**Task requirements**
1. From the Kenny Wheeler album review, reproduce the passage starting with "Kenny Wheeler: Double, Double" and going on through "DeJohnette (d, p)".
2. According to the Kenny Wheeler album review, about how long is the closing piece, ‘Three For D’Reen’?
3. List every musician named in the lineup of the Kenny Wheeler album review.

━━━━━ Source document ━━━━━

Kenny Wheeler: Double, Double You

Rating: ★★★★

Record and Artist Details

Musicians:

Dave Holland (b)
Mike Brecker (ts)
John Taylor (p)
Jack DeJohnette (d, p)
Kenny Wheeler (t)

April/2019

Media Format:

CD

Catalogue Number:

ECM 1262

RecordDate:

May 1983

This reissue recaptures a wonderful session for an all-star Kenny Wheeler-led 1983 quintet – wonderful not just for its typically Wheeler-esque illustrations of how to give patient accumulations of modest motifs a wealth of implications, or for the power of all the soloing, but for the borderline-psychic empathy of the leader and longtime friends and playing partners John Taylor and Dave Holland. There are just four pieces, with the opening ‘Foxy Trot’ running to 14 minutes and the closing ‘Three For D’Reen’ an almost 25-minute segue of themes winding up on Wheeler’s famous, shyly exultant modulation-game ‘Mark Time’. John Taylor opens ‘Foxy Trot’ in quiet, wide-spaced three-note figures, the dynamics of each one reflecting a signature Wheeler device in sounding like an echo of its predecessor. Brecker and Wheeler do the same together over the ensuing groove, which unleashes blistering trumpet and piano improv, and an intriguingly slippery rather than familiarly staccato solo from a Taylor-shadowed Brecker. Wheeler and Taylor hop and dance in free conversation on ‘Ma Bel’, ‘W.W’ is a call-and-response tune in which springy horn solos are constantly nudged and badgered by spontaneous piano harmonies – and ‘Three For D’Reen’ embraces a rapturous deep-tenor swirl coaxed by trumpet asides, a free-bop section with an onrushing, sometimes Haden-reminiscent bass feature for Dave Holland, and a flat-out Brecker eruption of banshee howls and dissonant bell-notes. The late Kenny Wheeler’s discreet muse can rarely have triggered such uninhibited interpretation.

━━━━━ Source data ━━━━━

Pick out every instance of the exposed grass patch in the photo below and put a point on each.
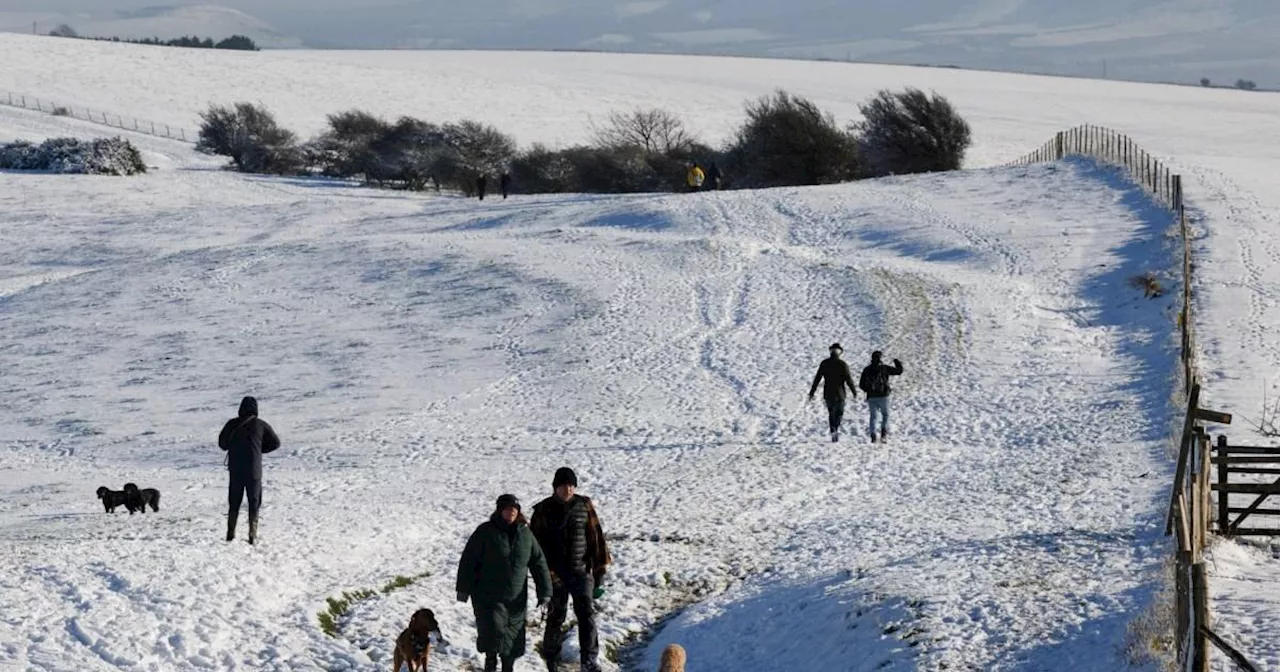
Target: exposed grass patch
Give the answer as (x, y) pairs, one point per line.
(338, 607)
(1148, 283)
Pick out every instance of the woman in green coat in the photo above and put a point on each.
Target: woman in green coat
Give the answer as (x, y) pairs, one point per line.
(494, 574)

━━━━━
━━━━━ Source data ━━━━━

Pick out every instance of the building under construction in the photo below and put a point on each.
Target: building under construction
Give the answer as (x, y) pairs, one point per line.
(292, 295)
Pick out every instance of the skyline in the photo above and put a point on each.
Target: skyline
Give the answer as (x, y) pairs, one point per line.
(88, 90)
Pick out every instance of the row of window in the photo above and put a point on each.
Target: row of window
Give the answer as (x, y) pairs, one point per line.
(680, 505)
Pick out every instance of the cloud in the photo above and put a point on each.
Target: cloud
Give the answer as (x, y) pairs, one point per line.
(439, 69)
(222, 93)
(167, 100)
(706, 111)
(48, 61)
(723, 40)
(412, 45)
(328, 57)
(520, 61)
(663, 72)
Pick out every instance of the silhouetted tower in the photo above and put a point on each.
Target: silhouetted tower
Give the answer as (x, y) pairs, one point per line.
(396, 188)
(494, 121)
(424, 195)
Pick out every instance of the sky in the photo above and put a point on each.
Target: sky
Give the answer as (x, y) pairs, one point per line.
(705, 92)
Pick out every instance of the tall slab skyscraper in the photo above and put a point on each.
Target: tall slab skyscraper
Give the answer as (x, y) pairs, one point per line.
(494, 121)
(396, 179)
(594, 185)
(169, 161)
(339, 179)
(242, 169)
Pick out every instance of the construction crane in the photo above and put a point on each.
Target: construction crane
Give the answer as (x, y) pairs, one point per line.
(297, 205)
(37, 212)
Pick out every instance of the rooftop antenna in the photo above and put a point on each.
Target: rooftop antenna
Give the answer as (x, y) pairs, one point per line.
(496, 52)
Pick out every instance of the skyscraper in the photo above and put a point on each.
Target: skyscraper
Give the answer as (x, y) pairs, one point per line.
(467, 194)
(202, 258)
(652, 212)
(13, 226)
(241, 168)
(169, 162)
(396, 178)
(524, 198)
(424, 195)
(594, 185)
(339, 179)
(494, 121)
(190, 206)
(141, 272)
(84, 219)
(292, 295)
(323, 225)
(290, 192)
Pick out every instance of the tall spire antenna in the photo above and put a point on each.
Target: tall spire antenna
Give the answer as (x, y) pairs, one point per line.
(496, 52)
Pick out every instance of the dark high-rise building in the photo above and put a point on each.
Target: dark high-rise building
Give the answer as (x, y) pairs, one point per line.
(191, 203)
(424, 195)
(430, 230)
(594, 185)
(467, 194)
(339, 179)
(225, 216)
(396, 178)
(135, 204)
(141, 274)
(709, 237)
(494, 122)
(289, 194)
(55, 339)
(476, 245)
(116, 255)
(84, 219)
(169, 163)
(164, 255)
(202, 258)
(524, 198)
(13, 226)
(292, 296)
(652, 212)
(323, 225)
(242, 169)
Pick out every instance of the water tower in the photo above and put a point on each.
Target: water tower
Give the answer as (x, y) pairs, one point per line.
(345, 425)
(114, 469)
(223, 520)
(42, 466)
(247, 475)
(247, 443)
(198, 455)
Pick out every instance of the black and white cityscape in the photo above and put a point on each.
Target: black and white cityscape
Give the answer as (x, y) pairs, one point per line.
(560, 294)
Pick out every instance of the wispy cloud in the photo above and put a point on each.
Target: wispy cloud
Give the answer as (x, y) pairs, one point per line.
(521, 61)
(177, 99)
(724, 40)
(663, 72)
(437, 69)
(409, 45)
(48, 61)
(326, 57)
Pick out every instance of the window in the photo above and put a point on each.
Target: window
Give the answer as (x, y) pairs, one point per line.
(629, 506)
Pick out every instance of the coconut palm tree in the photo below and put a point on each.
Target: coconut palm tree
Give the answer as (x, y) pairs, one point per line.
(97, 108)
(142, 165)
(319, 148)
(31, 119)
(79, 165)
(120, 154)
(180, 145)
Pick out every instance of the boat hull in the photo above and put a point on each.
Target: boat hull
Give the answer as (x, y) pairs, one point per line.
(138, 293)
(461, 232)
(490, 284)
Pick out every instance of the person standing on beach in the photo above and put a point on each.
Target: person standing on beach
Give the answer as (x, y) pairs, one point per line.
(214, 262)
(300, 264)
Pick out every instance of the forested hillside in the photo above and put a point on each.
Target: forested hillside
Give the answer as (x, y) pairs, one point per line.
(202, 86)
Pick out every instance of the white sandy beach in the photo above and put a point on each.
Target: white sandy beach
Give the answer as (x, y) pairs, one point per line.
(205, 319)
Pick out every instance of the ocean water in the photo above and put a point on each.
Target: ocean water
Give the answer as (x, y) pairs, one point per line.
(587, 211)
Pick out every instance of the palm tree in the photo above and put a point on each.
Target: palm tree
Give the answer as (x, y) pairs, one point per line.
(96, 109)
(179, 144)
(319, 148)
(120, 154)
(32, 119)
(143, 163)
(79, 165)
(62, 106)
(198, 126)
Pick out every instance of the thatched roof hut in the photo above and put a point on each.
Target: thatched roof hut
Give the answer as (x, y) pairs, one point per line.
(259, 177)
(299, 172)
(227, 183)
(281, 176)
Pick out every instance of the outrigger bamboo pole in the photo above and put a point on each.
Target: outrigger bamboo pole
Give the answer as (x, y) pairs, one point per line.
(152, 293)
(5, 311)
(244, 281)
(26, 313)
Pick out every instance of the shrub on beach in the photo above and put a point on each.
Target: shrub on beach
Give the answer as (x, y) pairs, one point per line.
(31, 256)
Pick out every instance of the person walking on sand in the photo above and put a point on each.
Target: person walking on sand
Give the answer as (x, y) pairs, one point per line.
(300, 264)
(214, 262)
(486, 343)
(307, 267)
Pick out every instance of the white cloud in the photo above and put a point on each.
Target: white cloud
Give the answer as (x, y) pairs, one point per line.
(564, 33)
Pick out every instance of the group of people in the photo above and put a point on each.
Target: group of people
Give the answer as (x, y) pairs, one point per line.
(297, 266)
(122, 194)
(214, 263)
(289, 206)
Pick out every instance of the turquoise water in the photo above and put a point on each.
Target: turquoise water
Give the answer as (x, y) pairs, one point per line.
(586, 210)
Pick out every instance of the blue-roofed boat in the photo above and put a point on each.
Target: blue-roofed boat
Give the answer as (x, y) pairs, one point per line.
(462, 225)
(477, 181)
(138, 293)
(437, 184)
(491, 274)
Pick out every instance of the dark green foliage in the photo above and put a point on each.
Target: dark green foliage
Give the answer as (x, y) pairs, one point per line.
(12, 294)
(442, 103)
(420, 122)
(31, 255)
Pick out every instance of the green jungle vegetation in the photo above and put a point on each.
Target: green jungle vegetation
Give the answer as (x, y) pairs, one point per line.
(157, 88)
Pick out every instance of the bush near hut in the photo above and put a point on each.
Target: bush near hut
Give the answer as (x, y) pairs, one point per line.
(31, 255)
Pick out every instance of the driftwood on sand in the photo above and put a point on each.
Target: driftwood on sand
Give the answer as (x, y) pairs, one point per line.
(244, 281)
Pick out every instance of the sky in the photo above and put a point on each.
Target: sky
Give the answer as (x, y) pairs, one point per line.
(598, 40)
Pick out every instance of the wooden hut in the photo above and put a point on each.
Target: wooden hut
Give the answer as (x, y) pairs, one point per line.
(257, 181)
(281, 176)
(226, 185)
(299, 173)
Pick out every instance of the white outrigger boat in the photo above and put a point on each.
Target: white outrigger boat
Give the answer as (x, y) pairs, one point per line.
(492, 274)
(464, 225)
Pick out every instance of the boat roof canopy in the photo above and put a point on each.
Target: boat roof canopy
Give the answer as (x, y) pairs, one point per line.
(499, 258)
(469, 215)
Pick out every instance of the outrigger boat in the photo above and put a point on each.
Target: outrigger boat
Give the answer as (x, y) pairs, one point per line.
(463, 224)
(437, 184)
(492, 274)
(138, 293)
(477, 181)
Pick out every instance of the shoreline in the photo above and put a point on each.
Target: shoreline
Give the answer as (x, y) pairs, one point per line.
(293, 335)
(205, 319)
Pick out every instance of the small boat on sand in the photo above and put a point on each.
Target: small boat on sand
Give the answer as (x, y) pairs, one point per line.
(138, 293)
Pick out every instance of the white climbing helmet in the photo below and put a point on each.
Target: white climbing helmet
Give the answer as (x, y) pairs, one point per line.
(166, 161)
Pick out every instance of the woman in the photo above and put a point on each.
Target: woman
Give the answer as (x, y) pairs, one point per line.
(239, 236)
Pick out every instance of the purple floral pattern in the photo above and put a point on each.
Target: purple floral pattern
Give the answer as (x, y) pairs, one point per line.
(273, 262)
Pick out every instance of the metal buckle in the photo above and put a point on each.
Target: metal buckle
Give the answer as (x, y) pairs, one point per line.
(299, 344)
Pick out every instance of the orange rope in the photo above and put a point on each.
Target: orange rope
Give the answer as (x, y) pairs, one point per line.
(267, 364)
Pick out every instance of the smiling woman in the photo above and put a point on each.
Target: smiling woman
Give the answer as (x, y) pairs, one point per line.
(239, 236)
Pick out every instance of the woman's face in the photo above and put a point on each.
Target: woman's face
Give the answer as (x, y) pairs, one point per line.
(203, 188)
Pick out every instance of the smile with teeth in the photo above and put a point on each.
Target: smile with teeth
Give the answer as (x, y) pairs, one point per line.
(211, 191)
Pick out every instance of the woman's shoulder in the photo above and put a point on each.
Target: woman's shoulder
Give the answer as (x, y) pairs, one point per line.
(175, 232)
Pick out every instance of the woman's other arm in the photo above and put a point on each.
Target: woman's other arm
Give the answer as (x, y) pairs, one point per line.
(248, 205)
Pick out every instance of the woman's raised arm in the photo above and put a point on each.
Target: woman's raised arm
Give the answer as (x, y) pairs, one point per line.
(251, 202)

━━━━━

**Task-by-task results**
1.
Kenny Wheeler: Double, Double You

Rating: ★★★★

Record and Artist Details

Musicians:

Dave Holland (b)
Mike Brecker (ts)
John Taylor (p)
Jack DeJohnette (d, p)

2. Almost 25 minutes.

3.
Dave Holland
Mike Brecker
John Taylor
Jack DeJohnette
Kenny Wheeler